> _Set problem 1_: From the excerpt on SBA and minority business loans, list every requirement that an applicant for a Community Advantage loan must meet.
> _Set problem 2_: According to the excerpt on SBA and minority business loans, what loan amounts does the SBA Microloan program offer?
> _Set problem 3_: Echo a passage from the excerpt on SBA and minority business loans word for word: begin at the words "Roughly 70% of" and stop after "in underserved communities.".

> _Excerpt provided_:
----

Types of SBA Loan Programs

Depending on the amount of money you need and what the money will be used for, there are different loan programs to meet the needs of entrepreneurs. The SBA offers several loan programs, including:

  • General Small Business Loans—Also known as 7(a) loans, these loans can be used to start a business, expand or acquire additional businesses, purchase equipment and materials, purchase real estate, and refinance existing debt.
  • SBA Microloans—The SBA Microloan program offers loans between $5,000 and $50,000 for small businesses and some non-profit childcare centers. The SBA provides funds to intermediary lenders (typically non-profit community organizations) that have experience with lending and management assistance.
  • Real Estate Loans—These are also called CDC/(504) loans. They can be used for the purchase of buildings and real estate, land, construction and repair of new or existing facilities, and long-term machinery or equipment.
  • Disaster Loans—These loans are open to businesses of all sizes for the repairs to certain assets that have been damaged or destroyed.

Microloans can be an excellent option for very small companies, especially due to the willingness of these lenders to provide funding to women of color and other minorities.

Small Business Startup Loans for Minorities

Roughly 70% of African Americans turn to family, friends, and their own bank accounts to start a business. Loans are not always easy to secure, and the process can be intimidating. But, there are resources and loan programs available to African American businesses, as well as businesses in underserved communities.

SBA Community Advantage loans and 8(a) loans make funding more accessible to communities that lack the resources necessary to start small businesses, including minorities.

Community Advantage loans typically grant between $20,000 and $250,000 to small businesses. Whether it includes African American communities or not, these loans are provided to small businesses by certified community lenders (no need for a bank loan). The applicant must have:

  • Reasonable credit history or a cosigner with good credit
  • Some collateral, though not as much as a typical small business loan
  • 30% invested capital
  • At least two years of experience in the industry
  • Proof their business will be able to generate enough revenue to provide for their own living expenses

Outside of SBA programs, there are a number of specific loan funds for minorities and African Americans that small business owners can take advantage of, including:

  • Union Bank’s Business Diversity Lending Program—Minority and women entrepreneurs who own at least a 51% stake in a company can secure up to $2.5 million. The company must be at least two years old and generate less than $20 million in annual sales.
  • The Business Center for New Americans—People of color who are immigrants or refugees in New York City can secure up to $50,000. New businesses may apply, and no minimum credit score is required.
  • The National African American Small Business Loan Fund—African American-owned small businesses in New York City, Los Angeles, and Chicago can secure loans from $35,000 to $250,000. Financial consulting is also available.

----

(Stored entries)
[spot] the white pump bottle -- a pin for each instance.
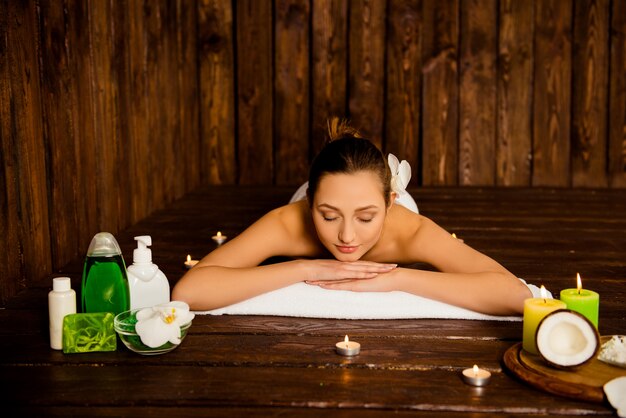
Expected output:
(148, 285)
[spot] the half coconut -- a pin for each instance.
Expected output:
(566, 339)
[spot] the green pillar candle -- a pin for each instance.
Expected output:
(583, 301)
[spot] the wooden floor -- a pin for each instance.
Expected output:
(276, 366)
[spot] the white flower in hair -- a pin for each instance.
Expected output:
(400, 173)
(400, 177)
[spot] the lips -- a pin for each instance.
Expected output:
(346, 249)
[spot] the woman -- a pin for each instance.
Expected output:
(349, 235)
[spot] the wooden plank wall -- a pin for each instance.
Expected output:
(98, 123)
(476, 92)
(111, 109)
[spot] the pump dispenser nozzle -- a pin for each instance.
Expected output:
(142, 253)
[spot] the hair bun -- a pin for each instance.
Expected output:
(340, 128)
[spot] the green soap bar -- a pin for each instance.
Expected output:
(88, 332)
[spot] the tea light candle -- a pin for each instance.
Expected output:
(586, 302)
(347, 347)
(476, 376)
(190, 263)
(535, 309)
(219, 238)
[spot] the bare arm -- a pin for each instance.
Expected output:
(467, 278)
(231, 273)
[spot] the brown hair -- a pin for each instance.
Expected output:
(348, 152)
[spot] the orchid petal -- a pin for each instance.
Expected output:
(404, 174)
(393, 162)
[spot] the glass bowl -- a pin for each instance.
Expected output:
(124, 324)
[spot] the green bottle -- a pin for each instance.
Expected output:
(105, 284)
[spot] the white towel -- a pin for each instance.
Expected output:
(303, 300)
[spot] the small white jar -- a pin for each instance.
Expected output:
(61, 302)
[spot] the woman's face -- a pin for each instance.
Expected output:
(349, 213)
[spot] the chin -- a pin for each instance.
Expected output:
(347, 257)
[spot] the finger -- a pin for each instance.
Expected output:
(352, 285)
(370, 265)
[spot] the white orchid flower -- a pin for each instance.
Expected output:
(400, 177)
(161, 323)
(400, 174)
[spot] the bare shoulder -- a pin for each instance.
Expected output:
(281, 232)
(422, 240)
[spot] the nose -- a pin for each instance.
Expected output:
(346, 233)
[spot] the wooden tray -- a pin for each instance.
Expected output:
(584, 383)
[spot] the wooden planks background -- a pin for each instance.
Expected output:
(109, 110)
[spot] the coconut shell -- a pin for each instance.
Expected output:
(584, 320)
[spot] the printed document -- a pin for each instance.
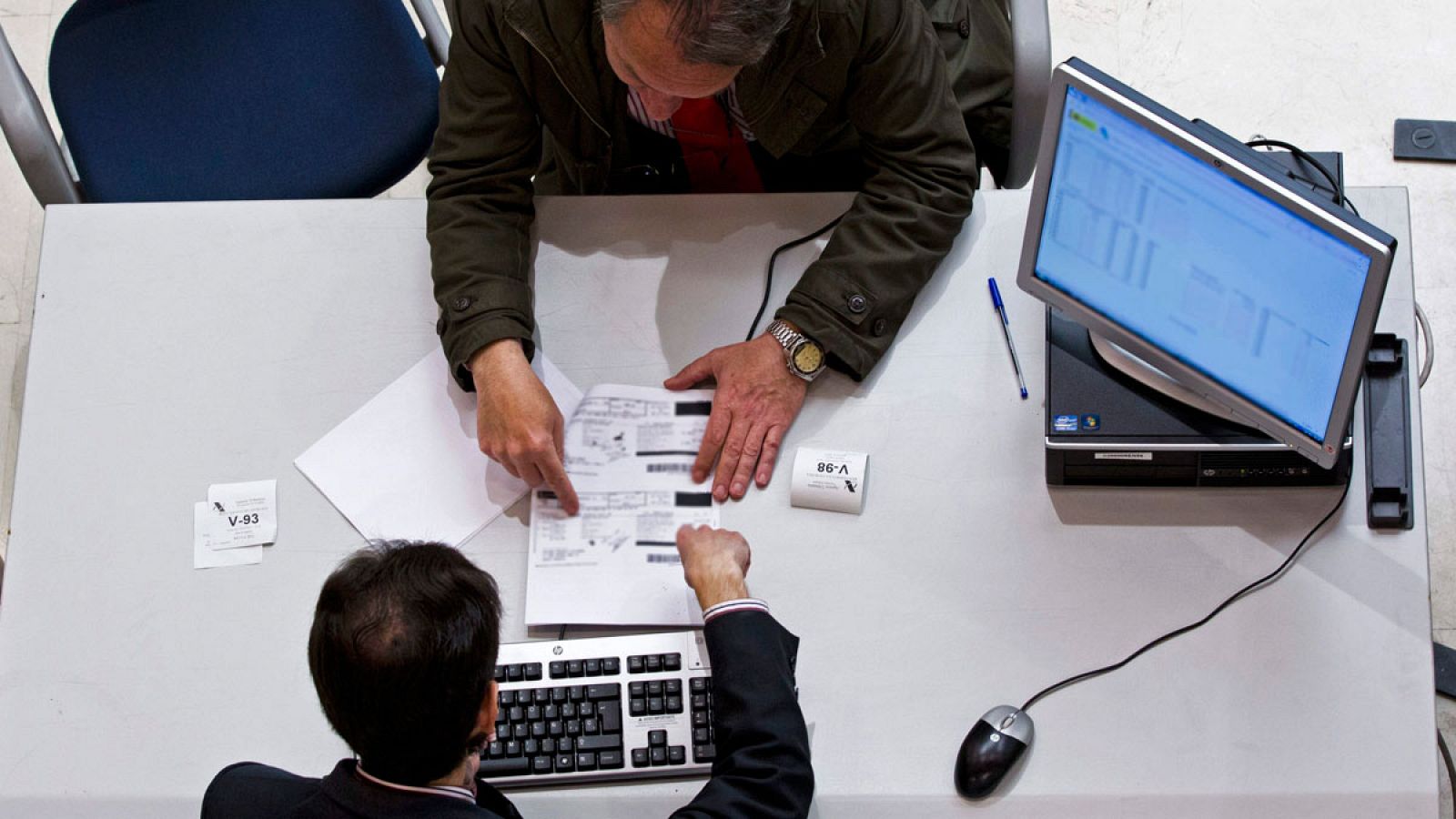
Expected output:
(630, 455)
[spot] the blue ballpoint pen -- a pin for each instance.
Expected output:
(1011, 347)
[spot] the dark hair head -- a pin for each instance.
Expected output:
(717, 33)
(402, 654)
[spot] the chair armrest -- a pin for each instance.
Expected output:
(437, 36)
(1031, 80)
(31, 137)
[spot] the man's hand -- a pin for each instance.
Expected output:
(517, 421)
(756, 402)
(713, 562)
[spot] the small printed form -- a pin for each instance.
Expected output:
(630, 455)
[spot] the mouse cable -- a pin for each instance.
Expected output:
(1300, 153)
(768, 281)
(1238, 595)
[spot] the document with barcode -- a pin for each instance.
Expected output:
(630, 455)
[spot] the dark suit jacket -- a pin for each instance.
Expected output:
(762, 768)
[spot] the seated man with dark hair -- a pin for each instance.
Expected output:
(402, 653)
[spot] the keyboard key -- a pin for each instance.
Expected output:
(609, 714)
(506, 767)
(601, 742)
(604, 691)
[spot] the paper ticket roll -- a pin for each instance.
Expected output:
(830, 480)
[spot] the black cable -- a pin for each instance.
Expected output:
(1300, 153)
(1446, 756)
(1249, 589)
(768, 281)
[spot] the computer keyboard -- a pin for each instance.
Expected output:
(602, 709)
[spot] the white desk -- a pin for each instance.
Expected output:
(178, 346)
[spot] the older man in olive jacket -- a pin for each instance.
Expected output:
(570, 96)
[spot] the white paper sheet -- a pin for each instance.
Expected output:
(630, 453)
(408, 465)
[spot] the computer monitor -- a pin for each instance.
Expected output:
(1196, 254)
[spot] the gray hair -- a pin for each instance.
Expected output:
(718, 33)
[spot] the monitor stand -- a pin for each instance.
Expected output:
(1152, 378)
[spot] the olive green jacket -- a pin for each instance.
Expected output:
(528, 89)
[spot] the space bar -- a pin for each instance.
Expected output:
(507, 767)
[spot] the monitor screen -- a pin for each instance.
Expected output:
(1216, 274)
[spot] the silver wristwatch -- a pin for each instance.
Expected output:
(804, 356)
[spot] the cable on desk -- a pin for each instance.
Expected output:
(1424, 325)
(768, 281)
(1300, 153)
(1446, 756)
(1232, 599)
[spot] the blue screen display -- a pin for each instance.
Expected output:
(1198, 266)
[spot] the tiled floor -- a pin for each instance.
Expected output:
(1329, 75)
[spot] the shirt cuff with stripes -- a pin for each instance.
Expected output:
(740, 605)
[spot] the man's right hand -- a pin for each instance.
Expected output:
(713, 562)
(517, 421)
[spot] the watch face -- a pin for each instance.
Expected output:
(808, 358)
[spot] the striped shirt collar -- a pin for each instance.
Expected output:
(728, 98)
(453, 792)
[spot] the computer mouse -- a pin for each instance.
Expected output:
(994, 746)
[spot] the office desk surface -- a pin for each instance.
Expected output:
(181, 346)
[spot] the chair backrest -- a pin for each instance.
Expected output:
(1031, 35)
(210, 99)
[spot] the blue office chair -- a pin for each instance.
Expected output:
(228, 99)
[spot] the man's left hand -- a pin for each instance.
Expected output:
(756, 402)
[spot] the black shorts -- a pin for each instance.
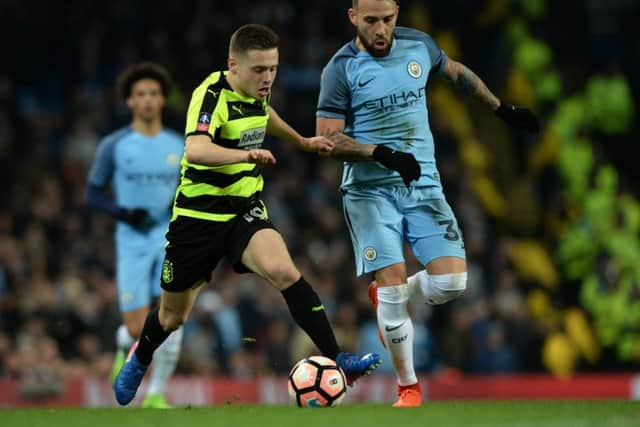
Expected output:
(195, 246)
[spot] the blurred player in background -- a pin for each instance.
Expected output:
(373, 106)
(141, 164)
(218, 212)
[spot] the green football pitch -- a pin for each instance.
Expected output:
(449, 414)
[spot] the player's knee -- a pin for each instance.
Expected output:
(281, 274)
(171, 320)
(446, 287)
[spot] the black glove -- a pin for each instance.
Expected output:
(138, 218)
(404, 163)
(518, 117)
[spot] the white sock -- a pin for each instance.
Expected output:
(164, 362)
(397, 329)
(123, 339)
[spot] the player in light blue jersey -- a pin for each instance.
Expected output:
(373, 106)
(141, 165)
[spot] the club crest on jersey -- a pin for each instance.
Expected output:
(203, 121)
(415, 69)
(167, 271)
(370, 253)
(252, 138)
(173, 159)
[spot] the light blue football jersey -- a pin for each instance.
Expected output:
(383, 101)
(144, 172)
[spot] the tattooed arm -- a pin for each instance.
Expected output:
(345, 148)
(348, 149)
(467, 82)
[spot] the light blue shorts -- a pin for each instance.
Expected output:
(138, 275)
(381, 219)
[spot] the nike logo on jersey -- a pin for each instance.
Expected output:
(389, 329)
(366, 82)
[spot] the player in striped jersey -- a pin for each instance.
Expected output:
(218, 212)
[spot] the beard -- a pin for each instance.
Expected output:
(370, 47)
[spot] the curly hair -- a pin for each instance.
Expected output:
(143, 70)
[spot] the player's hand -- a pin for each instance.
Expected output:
(319, 144)
(518, 117)
(138, 218)
(404, 163)
(261, 157)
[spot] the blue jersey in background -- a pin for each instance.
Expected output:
(144, 172)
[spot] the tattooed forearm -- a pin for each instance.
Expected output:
(467, 82)
(348, 149)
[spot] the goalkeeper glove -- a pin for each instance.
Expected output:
(403, 163)
(138, 218)
(518, 117)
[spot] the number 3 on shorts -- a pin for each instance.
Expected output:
(452, 232)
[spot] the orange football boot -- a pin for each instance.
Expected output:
(409, 396)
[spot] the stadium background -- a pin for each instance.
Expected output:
(551, 223)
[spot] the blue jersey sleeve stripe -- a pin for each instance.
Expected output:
(437, 55)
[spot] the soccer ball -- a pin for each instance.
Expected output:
(317, 381)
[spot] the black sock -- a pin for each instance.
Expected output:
(308, 312)
(151, 337)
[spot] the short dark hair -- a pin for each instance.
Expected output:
(143, 70)
(253, 36)
(355, 3)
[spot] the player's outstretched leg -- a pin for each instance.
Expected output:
(129, 378)
(355, 366)
(373, 297)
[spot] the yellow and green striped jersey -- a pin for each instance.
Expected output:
(219, 193)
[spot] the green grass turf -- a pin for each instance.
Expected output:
(450, 414)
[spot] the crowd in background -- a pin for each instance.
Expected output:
(523, 312)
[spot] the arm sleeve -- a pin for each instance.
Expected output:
(104, 164)
(437, 55)
(334, 98)
(99, 178)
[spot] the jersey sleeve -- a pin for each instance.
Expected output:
(437, 55)
(104, 163)
(333, 101)
(203, 118)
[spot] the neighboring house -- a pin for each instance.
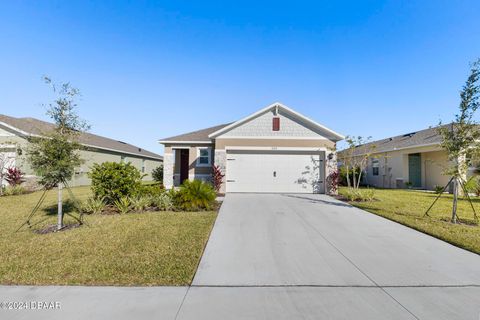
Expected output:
(273, 150)
(14, 134)
(415, 157)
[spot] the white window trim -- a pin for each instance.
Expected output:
(198, 164)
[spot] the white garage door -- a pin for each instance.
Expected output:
(275, 171)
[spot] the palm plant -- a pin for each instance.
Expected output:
(195, 195)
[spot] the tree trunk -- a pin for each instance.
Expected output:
(359, 178)
(455, 200)
(348, 176)
(60, 208)
(354, 177)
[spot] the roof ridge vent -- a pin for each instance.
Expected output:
(411, 134)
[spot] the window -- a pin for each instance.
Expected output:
(375, 166)
(203, 157)
(276, 124)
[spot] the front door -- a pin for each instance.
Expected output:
(184, 165)
(415, 170)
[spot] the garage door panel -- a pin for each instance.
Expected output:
(287, 172)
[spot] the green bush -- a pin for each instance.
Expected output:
(353, 194)
(93, 205)
(157, 173)
(112, 181)
(152, 189)
(343, 175)
(195, 195)
(163, 201)
(123, 205)
(473, 185)
(14, 190)
(140, 203)
(438, 189)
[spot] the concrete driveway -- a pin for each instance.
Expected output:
(292, 257)
(310, 256)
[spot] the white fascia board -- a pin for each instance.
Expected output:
(246, 148)
(275, 138)
(122, 152)
(24, 133)
(184, 142)
(400, 149)
(83, 144)
(284, 107)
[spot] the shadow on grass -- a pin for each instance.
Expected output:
(68, 207)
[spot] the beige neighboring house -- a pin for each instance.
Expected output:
(14, 134)
(274, 150)
(415, 157)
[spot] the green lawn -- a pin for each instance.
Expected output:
(155, 248)
(408, 207)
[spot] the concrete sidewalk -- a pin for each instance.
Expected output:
(291, 257)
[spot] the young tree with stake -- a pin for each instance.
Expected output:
(55, 155)
(462, 136)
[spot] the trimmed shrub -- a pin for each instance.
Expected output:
(152, 189)
(342, 179)
(332, 181)
(123, 205)
(112, 181)
(217, 178)
(140, 203)
(157, 173)
(473, 185)
(438, 189)
(14, 176)
(93, 205)
(163, 201)
(354, 194)
(195, 195)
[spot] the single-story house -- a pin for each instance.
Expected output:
(414, 158)
(275, 149)
(14, 134)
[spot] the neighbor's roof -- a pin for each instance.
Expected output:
(35, 127)
(424, 137)
(195, 136)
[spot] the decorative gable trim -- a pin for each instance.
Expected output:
(332, 135)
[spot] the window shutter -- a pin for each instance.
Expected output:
(276, 124)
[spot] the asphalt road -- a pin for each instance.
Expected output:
(292, 257)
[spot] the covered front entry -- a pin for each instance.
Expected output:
(275, 171)
(415, 169)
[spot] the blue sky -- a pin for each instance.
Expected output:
(149, 70)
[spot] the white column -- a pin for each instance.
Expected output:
(168, 163)
(221, 161)
(330, 166)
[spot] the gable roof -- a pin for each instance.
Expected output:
(426, 137)
(332, 135)
(35, 127)
(201, 136)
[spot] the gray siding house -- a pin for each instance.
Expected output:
(275, 149)
(14, 134)
(414, 158)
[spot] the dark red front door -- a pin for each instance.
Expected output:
(183, 165)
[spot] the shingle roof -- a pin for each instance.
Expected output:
(199, 135)
(33, 126)
(419, 138)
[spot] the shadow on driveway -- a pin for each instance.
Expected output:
(318, 200)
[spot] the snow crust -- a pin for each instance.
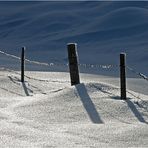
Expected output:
(52, 113)
(101, 29)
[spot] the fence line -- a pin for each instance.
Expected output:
(103, 66)
(26, 76)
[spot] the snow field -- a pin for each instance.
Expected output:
(54, 114)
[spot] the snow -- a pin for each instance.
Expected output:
(45, 110)
(52, 113)
(101, 29)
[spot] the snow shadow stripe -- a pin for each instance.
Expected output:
(88, 104)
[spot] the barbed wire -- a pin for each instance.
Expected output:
(28, 77)
(103, 66)
(138, 73)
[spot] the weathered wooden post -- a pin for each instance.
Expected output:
(22, 63)
(123, 75)
(73, 63)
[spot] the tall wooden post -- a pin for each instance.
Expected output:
(22, 63)
(123, 75)
(73, 63)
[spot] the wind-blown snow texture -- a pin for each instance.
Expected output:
(101, 29)
(54, 114)
(45, 111)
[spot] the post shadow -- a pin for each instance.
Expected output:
(25, 89)
(135, 111)
(88, 104)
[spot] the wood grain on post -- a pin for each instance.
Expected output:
(73, 63)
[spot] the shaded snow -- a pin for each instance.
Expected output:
(54, 114)
(101, 29)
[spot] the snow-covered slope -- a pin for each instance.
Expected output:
(45, 111)
(101, 29)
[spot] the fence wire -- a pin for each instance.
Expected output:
(84, 66)
(103, 66)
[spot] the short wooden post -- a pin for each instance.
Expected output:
(123, 75)
(73, 63)
(22, 63)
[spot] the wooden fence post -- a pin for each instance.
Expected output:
(123, 75)
(22, 63)
(73, 63)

----

> _Correct answer 1_:
- Reasonable credit history or a cosigner with good credit
- Some collateral, though not as much as a typical small business loan
- 30% invested capital
- At least two years of experience in the industry
- Proof their business will be able to generate enough revenue to provide for their own living expenses

> _Correct answer 2_: Between $5,000 and $50,000.

> _Correct answer 3_:
Roughly 70% of African Americans turn to family, friends, and their own bank accounts to start a business. Loans are not always easy to secure, and the process can be intimidating. But, there are resources and loan programs available to African American businesses, as well as businesses in underserved communities.